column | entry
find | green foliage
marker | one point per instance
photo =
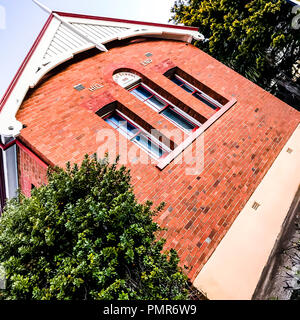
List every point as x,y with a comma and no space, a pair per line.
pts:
255,38
85,236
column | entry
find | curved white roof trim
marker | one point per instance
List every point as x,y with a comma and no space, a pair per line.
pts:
63,37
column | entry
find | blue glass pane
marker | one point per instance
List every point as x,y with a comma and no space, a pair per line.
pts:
156,102
176,80
201,98
141,93
187,88
145,142
108,120
177,118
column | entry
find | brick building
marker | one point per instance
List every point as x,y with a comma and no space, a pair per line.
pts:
196,135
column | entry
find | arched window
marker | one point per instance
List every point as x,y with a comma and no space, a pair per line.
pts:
133,83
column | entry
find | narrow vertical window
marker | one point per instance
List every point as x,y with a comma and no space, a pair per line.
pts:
165,108
135,86
136,134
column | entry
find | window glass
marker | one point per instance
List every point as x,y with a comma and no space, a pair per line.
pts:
135,134
141,93
156,102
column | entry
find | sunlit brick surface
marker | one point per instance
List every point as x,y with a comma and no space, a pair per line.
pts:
239,147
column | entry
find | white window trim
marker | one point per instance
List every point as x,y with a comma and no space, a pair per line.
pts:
184,114
147,134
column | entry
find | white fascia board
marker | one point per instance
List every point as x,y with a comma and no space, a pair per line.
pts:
58,61
138,28
14,101
37,66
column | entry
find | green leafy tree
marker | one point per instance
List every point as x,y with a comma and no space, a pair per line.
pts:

» Directive: Repeat the preceding records precisely, and leave every picture out of the copy.

» Exercise answer:
column | entry
find | green foliage
marker | one point per instance
photo =
List every point as x,y with a comma and no space, a pair per line.
pts:
255,38
85,236
column | entry
find | curved white roof trim
marker | one point per instance
List every point as x,y with a comma and no space, a pair per line.
pts:
63,37
column | entry
find | blue glass pane
marker | one point per instance
List every point as x,y with a comma and no space, a pair per line.
pts:
156,102
176,80
201,98
141,93
187,88
145,142
108,120
177,118
column | entry
find | brick building
marker | one point per instance
List every point as x,y with a comma and no space, a pair per line.
pts:
196,135
column | entry
find | arched window
marker | one point per instance
List every point as x,y with a comma and no space, a pair per line.
pts:
133,83
column | entry
find | narrow vertical window
marker | one point per instance
List every point as x,y with a comma and no space, a pair per line.
pts:
165,108
135,86
136,134
column | entry
find | window glass
marker | one point per instance
List every point as x,y with a comma and no space, a pair per line.
pts:
135,134
141,93
156,102
column | entry
find | sunlit brick surface
marker | one point per instance
List every point as x,y with a comma and no space, a pair per line.
pts:
239,147
column | entry
find | white window trim
marker | one point per instance
List every point as x,y with a comma and no space, a pair per line.
pts:
184,114
147,134
column | entry
find | white fascia board
marker | one point per instance
List every point as x,y with a comma and no space, a pair per line.
pts:
58,61
138,28
14,101
37,66
column | entry
find | green leafy tree
marker | one point per instance
List every point as x,y with a comma and no space, a pair per line.
pts:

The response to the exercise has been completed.